**Extracted entries**.
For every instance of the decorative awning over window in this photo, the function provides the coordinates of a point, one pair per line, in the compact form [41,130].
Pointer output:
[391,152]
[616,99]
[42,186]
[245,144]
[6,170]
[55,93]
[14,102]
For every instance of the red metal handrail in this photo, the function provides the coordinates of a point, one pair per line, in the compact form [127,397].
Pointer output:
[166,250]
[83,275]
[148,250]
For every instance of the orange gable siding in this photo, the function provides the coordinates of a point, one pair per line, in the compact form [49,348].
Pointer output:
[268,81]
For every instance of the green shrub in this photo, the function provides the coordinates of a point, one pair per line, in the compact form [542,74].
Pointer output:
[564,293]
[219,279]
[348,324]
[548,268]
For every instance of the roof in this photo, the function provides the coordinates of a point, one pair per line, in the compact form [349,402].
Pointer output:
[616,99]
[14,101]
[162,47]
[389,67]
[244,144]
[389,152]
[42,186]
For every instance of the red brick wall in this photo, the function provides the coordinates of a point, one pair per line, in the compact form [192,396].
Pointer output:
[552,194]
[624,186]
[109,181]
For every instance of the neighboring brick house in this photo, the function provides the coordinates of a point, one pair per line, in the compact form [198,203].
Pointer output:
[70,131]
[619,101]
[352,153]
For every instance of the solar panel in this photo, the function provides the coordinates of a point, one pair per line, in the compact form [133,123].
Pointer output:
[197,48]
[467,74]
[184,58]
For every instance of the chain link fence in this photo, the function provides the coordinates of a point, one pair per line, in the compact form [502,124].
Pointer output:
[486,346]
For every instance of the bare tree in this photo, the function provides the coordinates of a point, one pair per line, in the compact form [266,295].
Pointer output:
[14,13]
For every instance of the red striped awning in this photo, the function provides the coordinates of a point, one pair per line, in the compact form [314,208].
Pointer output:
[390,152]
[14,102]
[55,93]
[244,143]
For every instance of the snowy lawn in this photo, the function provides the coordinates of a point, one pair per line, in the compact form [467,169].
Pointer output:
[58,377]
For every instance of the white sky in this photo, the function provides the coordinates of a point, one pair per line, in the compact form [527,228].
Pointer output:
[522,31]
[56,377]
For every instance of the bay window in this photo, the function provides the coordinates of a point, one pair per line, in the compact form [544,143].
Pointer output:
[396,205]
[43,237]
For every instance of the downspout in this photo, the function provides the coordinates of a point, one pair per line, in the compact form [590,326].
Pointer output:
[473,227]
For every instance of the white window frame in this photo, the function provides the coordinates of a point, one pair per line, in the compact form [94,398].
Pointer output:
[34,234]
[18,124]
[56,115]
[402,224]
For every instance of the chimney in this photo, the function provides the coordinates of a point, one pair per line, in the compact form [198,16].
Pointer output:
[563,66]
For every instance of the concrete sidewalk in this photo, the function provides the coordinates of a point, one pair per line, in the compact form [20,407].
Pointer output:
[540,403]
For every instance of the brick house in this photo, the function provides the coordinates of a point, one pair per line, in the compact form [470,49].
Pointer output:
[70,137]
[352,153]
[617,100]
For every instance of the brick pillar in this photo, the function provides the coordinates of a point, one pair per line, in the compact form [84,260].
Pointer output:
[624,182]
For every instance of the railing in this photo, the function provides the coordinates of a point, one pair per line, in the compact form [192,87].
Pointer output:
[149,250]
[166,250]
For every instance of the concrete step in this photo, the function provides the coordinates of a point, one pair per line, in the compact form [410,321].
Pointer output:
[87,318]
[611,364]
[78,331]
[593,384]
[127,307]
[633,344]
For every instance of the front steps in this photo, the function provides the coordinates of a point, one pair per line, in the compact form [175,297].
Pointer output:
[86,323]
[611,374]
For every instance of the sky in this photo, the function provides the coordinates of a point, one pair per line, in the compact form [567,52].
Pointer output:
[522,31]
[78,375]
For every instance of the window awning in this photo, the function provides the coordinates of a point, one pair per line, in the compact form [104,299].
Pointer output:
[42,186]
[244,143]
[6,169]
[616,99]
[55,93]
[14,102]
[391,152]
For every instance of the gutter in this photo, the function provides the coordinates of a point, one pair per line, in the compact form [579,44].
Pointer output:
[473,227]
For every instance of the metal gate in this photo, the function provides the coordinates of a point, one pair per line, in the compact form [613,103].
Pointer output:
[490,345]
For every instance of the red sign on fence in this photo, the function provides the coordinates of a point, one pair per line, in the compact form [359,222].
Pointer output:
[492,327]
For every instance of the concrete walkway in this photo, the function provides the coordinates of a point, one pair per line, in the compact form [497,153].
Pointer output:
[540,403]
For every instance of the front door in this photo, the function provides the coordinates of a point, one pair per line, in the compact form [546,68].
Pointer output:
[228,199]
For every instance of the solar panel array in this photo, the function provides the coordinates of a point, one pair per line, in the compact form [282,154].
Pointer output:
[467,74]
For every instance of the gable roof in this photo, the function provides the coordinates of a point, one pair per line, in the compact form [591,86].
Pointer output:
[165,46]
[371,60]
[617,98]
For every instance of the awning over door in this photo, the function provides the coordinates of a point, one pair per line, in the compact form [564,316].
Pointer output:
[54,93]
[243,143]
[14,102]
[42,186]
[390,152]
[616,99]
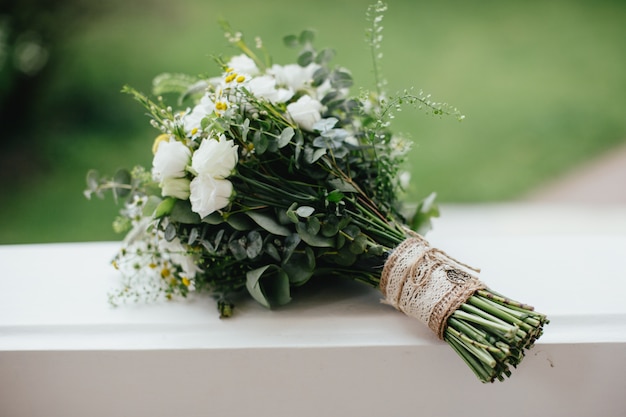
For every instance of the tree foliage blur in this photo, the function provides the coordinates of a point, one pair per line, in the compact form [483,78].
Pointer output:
[31,35]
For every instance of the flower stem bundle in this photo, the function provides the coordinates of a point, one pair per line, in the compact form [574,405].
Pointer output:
[270,176]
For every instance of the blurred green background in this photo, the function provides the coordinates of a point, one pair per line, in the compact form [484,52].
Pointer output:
[541,83]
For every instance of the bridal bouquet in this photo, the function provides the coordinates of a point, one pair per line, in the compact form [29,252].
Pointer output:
[268,176]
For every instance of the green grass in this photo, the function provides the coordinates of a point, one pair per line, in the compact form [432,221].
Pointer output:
[541,83]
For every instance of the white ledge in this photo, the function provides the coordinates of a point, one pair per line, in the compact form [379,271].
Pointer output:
[336,349]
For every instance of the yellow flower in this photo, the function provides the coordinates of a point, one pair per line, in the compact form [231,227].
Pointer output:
[161,138]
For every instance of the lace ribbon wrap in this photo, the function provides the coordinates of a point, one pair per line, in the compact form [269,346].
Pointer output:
[427,284]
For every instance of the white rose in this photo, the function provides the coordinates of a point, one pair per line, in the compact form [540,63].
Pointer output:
[243,64]
[215,158]
[209,194]
[294,76]
[175,187]
[265,87]
[305,112]
[170,160]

**What to work on**.
Return the entries above exactly, skipping any images.

**Expected output**.
For every instance of the decorative awning over window in this photo, the function provides the coordinates of a point, one pair per line, in the compact form [41,130].
Pointer output:
[391,152]
[616,99]
[42,186]
[245,144]
[6,170]
[55,93]
[14,102]
For every instance of the red metal handrail in this photo, the function provides the coordinates of a point, one pair per line, in the compact form [127,397].
Pointer output:
[166,250]
[83,275]
[148,250]
For every instance of the orange gable siding in this photo, the function provides the coordinates of a point, one pair per line, in the compact form [49,348].
Pointer output:
[268,81]
For every instance of the green shrub in this photo, the function provides the coordinates of a point, one pair per line, in the compact form [542,74].
Pointer output:
[564,293]
[219,279]
[348,324]
[548,268]
For every instance of the roof in this photo, the function provides the coordinates of a point, one pair per line, in the compact form [349,402].
Pointer output:
[616,99]
[14,101]
[162,47]
[389,67]
[244,144]
[389,152]
[42,186]
For every instance of the red brick wall in this photo, the function provides the coordinates of a point, one pair per line, in the compact form [192,396].
Pointer output:
[552,194]
[624,186]
[109,181]
For every instance of the neighboring brick house in this photo, the function provides the coordinates of a point, one pair per line, in the compact form [198,203].
Pointer output:
[70,131]
[619,101]
[352,153]
For every instance of the solar panel in this photo, the function provides the coordinates of a point, one pair per line, in the compact form [133,123].
Pointer output:
[197,48]
[467,74]
[184,58]
For every instance of the chain link fence in this photo, the function provides the coordinates of a point, one pair per line, in the compact form [502,124].
Pointer output:
[486,346]
For every instance of the bare tree in this photo, the function provides the coordinates of a point, one pair per line, in the compact form [266,295].
Pointer output:
[14,13]
For every instance of the red striped awning in this photo, the function provides the coordinates of a point, one pair per line, in the compact form [314,208].
Pointer output:
[390,152]
[14,102]
[55,93]
[244,143]
For every instance of the snowy lawn in this photo, the function provides the coordinates of a point, one pair per line, in the compact form [467,169].
Pointer output:
[58,377]
For every instance of the white sky in this photo, the function provides the coordinates of a point, one pair per line, in the compact form [527,228].
Pointer output:
[522,31]
[56,377]
For every instance of the bay window in this photo, the function provides the coordinates of a point, one pair per line, in the compact form [544,143].
Pointer output:
[396,205]
[43,237]
For every instance of the downspout in this photo, the function provides the coordinates of a point, one pair per line, in the compact form [590,326].
Pointer output:
[473,227]
For every instance of the white window frame in this photo, the function provides the coordinates of a point, one pair per line, in the compact form [94,398].
Pointer output:
[34,234]
[18,124]
[56,115]
[402,224]
For every instance of the chimney in this photo, the function provides the coordinates of a point, one pair per line, in the compact form [198,16].
Pointer output:
[563,66]
For every instance of the concrete sidewalk in this photo, the function provides the coordinates of a point, one pair per line, in the compact form [20,407].
Pointer output:
[540,403]
For every instance of the brick house in this photo, the function provides the coordinates of a point, one pair per line, in the compact form [470,49].
Pointer output:
[70,137]
[352,153]
[617,100]
For every instance of the brick pillar in this photo, the function provides the coordinates of a point, one pair per line, in the compact form [84,260].
Pointer output:
[624,182]
For every instance of the railing in this photo, the function provides the coordinates of a point, one pair per line, in the compact form [192,87].
Pointer output:
[149,250]
[166,250]
For every instance of the concrete step in this photo, the function provides the coordinates of a point, one pair per line, in the compact form [410,321].
Pointer output:
[87,318]
[611,364]
[78,331]
[593,384]
[127,307]
[633,344]
For every instance of the front steps in this photo, the function provides the coordinates of a point, one pair per line, in the compact form [175,297].
Pointer output:
[86,323]
[611,374]
For every instance of the sky in this photo, the function provides the coordinates of a point, one pair per line, in the compact form [567,52].
Pointer output:
[522,31]
[78,375]
For every instance of the window awning in this photo, the function provides the coordinates of a point, one pair per line, in the compact form [104,299].
Pointer output:
[42,186]
[244,143]
[6,169]
[616,99]
[55,93]
[14,102]
[391,152]
For every instance of the gutter in this photo, the function provides the coordinates of a point, one pair per line, in the compact form [579,44].
Pointer output:
[473,227]
For every instance of the metal gate in this photo, the function provides the coordinates of a point, one pair per line, in the compact form [613,103].
Pointer output:
[490,345]
For every instance of the red sign on fence in this photo, the function provides the coordinates of a point, one pair per line, in the compact form [359,222].
Pointer output:
[492,327]
For every instance of the concrete walkway in this photo, the function provides the coordinates of a point, one pair per line, in the compact form [497,153].
Pointer output:
[540,403]
For every instance of the front door in this photo, the function provides the coordinates of a point, one pair per line, in the compact form [546,68].
Pointer output:
[228,199]
For every instance of the solar panel array in this photo, the function provides the coordinates of a point, one pair per line, in the compact form [282,154].
Pointer output:
[467,74]
For every instance of the gable roof in this photo, the function provides the coordinates of a point, one pair per line, in the compact form [591,86].
Pointer output:
[165,46]
[371,60]
[617,98]
For every instance of the awning over door in this photo, the function provides the coordinates of a point, one pair per line, in the compact form [564,316].
Pointer output:
[54,93]
[243,143]
[14,102]
[42,186]
[390,152]
[616,99]
For every instance of the tree foliage blur in this photo, the function provides the coordinates of a point, one pair per line, in the compact form [483,78].
Pointer output:
[31,35]
For every instance of the flower stem bundle in this photo, the function provides the coordinates of a point, one pair per line, in the compact form [574,405].
Pointer output:
[270,176]
For every instance of the blurred green background in this photo, the function provides the coordinates of a point, one pair per line, in the compact form [484,52].
Pointer output:
[541,83]
For every instance of the bridal bouquet in this photo, the function provides the coordinates of a point, one pair per line, in the compact form [29,252].
Pointer output:
[268,176]
For every instance of the green grass in this photo, the function provides the coordinates of a point, one pair per line, in the compact form [432,221].
Pointer output:
[541,83]
For every instance of the white ledge in this photo, the function provides the coordinates of a point, one pair per line, in the compact form [379,271].
Pointer output:
[336,349]
For every instance of the yellow flower in this photo, the function provides the coordinates of a point, one pair per line, in the compact form [231,227].
Pointer output:
[161,138]
For every instance of the lace ribbon wrap in this photo, the function provides the coordinates of a point, one pair per line, in the compact form [269,346].
Pointer output:
[427,284]
For every instance of the white rose in this photo, the function provides the coordinates of a point, one pair per line, in the compact form [540,63].
Pointer output:
[243,64]
[215,158]
[209,194]
[294,76]
[175,187]
[265,87]
[305,112]
[170,160]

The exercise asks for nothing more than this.